[Datos almacenados]
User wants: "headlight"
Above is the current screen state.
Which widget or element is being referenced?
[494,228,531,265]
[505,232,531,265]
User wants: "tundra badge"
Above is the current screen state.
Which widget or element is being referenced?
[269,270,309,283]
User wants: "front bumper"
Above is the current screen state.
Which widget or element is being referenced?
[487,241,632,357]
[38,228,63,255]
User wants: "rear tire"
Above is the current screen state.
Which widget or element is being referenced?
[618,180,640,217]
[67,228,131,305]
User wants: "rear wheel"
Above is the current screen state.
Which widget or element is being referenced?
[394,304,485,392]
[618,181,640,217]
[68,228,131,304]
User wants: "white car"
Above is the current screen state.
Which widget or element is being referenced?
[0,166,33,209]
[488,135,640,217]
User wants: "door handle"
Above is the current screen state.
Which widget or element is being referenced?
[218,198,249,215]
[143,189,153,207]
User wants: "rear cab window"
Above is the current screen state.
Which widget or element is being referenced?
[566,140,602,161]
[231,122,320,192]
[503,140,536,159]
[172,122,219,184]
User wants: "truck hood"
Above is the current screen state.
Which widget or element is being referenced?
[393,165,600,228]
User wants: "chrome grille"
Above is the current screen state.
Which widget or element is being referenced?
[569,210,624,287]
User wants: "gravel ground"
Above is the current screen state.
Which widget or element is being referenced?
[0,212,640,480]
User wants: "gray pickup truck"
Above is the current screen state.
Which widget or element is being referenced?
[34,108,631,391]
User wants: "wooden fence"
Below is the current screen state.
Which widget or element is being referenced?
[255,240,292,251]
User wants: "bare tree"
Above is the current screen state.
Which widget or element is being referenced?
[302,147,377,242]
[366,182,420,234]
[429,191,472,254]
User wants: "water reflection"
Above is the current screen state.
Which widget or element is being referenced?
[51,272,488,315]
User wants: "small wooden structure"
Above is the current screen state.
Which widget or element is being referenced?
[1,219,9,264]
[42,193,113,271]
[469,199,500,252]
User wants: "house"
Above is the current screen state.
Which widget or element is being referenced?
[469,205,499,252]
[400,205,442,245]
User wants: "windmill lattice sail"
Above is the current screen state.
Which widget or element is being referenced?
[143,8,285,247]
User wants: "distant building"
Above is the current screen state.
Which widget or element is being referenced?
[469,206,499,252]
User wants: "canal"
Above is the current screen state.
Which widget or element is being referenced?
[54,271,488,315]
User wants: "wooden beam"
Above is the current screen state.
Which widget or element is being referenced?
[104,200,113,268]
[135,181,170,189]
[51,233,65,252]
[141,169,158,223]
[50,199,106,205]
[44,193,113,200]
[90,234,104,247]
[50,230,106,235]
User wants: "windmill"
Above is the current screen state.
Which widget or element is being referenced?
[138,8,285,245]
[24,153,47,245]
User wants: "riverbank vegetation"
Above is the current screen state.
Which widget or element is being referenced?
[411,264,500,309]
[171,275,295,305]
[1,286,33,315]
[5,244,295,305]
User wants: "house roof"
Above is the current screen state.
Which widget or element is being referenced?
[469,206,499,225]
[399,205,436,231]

*Ejercicio propuesto:* Formatee como CSV de dos columnas, «texto» y «valor», todo lo que va desde el comienzo del listado hasta la línea que contiene «[67,228,131,305]», ambos extremos incluidos. Ponga una fila por cada texto junto con su respuesta, cada uno en un solo campo entre comillas y con los saltos de línea convertidos en espacios.

*Respuesta al problema:*
texto,valor
"User wants: ""headlight"" Above is the current screen state. Which widget or element is being referenced?","[494,228,531,265] [505,232,531,265]"
"User wants: ""tundra badge"" Above is the current screen state. Which widget or element is being referenced?","[269,270,309,283]"
"User wants: ""front bumper"" Above is the current screen state. Which widget or element is being referenced?","[487,241,632,357] [38,228,63,255]"
"User wants: ""rear tire"" Above is the current screen state. Which widget or element is being referenced?","[618,180,640,217] [67,228,131,305]"